--- START OF GIVEN INFORMATION ---
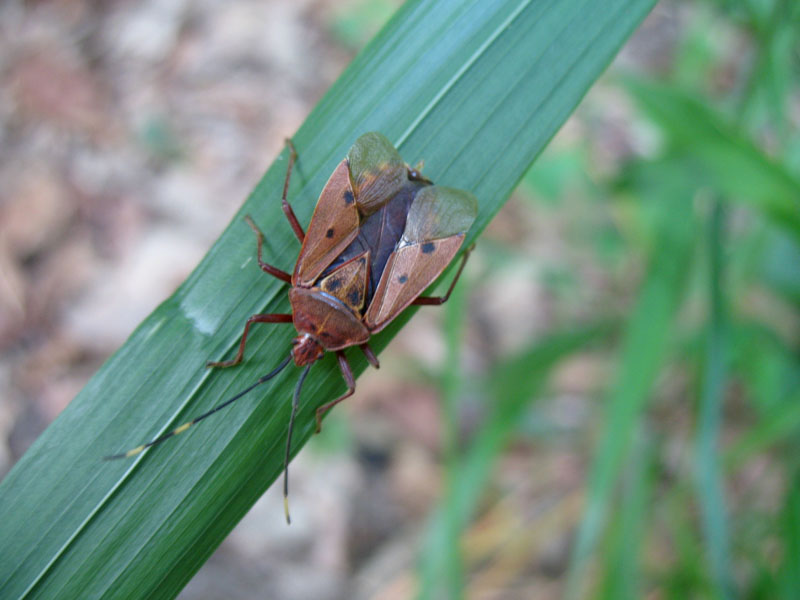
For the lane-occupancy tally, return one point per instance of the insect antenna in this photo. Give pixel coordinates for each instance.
(295, 404)
(180, 429)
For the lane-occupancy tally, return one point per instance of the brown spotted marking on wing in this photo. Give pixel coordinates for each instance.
(333, 226)
(410, 269)
(348, 282)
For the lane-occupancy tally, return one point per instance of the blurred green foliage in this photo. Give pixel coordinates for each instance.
(707, 329)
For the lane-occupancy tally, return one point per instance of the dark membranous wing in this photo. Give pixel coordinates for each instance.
(437, 222)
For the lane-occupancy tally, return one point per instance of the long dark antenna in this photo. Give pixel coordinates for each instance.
(295, 404)
(185, 426)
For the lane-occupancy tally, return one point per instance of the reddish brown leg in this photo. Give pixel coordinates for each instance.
(373, 360)
(287, 209)
(347, 373)
(267, 268)
(439, 300)
(273, 318)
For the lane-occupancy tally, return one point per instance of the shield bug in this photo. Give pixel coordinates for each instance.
(380, 234)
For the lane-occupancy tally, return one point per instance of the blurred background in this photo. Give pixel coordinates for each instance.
(614, 372)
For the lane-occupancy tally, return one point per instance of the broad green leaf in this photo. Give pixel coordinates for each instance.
(476, 89)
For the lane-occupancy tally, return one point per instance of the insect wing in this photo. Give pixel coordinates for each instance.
(377, 172)
(437, 223)
(333, 226)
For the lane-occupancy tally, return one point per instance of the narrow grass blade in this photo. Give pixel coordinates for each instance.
(644, 349)
(708, 476)
(514, 386)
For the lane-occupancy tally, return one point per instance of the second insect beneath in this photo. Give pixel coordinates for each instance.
(380, 234)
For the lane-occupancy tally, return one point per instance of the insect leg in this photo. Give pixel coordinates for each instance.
(267, 268)
(273, 318)
(287, 208)
(347, 373)
(439, 300)
(373, 360)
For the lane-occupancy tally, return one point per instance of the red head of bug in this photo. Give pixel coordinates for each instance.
(380, 234)
(306, 350)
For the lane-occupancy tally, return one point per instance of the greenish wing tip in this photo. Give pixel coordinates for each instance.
(438, 212)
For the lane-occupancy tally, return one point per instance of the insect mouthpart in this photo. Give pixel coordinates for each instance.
(306, 350)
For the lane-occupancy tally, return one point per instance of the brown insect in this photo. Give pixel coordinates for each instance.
(380, 234)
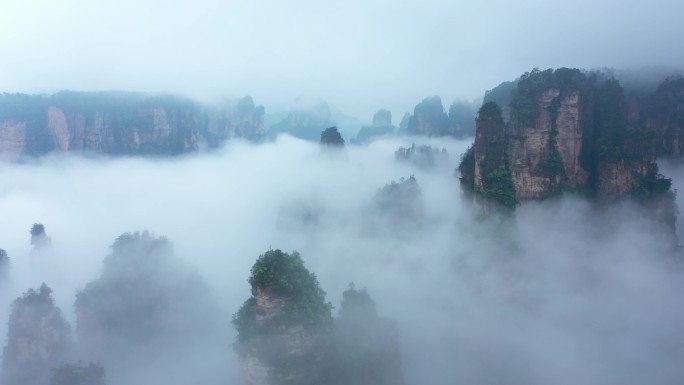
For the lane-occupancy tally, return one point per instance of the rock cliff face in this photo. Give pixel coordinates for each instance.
--- END OF GIVEN INFORMATION ---
- **EXERCISE BRIEF**
Write out the whole listing above again with "lane-occupancy tally" swapped for "field survey" everywhere it occurs, leaving everything else unchanged. Leave the pictures out.

- **SOLUTION FOR THIS TASK**
For the field survey, return one point per instance of the insect antenna in this photo. Give pixel coordinates for each instance.
(295, 404)
(180, 429)
For the field survey, return one point per instance of the brown spotted marking on wing in this photo. Give pixel coordinates for each instance.
(333, 226)
(410, 269)
(348, 282)
For the field survey, return one point per instance of the blurred green foliage in this photo. Give pixel coordinates for each instance.
(707, 329)
For the field survey, return one point per instance of the dark membranous wing in this photo. Give pixel coordinates for each instance.
(437, 222)
For the field survey, return one point per instance of the long dark antenna in this photo. Give pixel coordinates for each instance.
(295, 404)
(185, 426)
For the field survey, return one point per instance of the reddish brown leg in this photo. Give pixel coordinates for each instance.
(373, 360)
(287, 209)
(347, 373)
(267, 268)
(439, 300)
(273, 318)
For the field survey, return one point per instance of the shield bug in this photo. Give pixel coordinates for each instance.
(380, 234)
For the field survey, return one point per instance of the blurred background in this photo. Give pixel coordinates for each instance.
(614, 372)
For the field survey, return one point per instance of the broad green leaf in this photo. Give pixel coordinates for each instance.
(476, 89)
For the field survey, return one point per instance of the insect wing in this photo. Give pixel coordinates for each instance.
(377, 172)
(437, 223)
(333, 226)
For the field survey, return one point per instance of the narrow grass blade in this photo. Give pixel coordinates for each instance.
(644, 349)
(708, 476)
(514, 386)
For the field survey, return one point per instance of the second insect beneath in this photo. Give pixel coordinates for each instance.
(380, 234)
For the field survey, return one point per instance of the insect leg in this photo. Give pixel coordinates for each instance.
(267, 268)
(273, 318)
(287, 208)
(347, 373)
(439, 300)
(373, 360)
For the field survey, return one point per instance of the red head of bug in this photo. Give pixel coordinates for each instance.
(380, 234)
(306, 350)
For the field survey, return one point per instance of the greenish wing tip in this photo. Give pixel coordinates for each instance.
(438, 212)
For the field survey, return one point per instance of the insect mouthpart in this photo. Give pixel coordinates for each instance.
(306, 350)
For the field survey, return one point per instance of the brown insect in this photo. Give pixel coordinates for each instance.
(380, 234)
For the field survey, return one point per instance of the rock cliff face in this photo. Give pixel coordinates for each instance.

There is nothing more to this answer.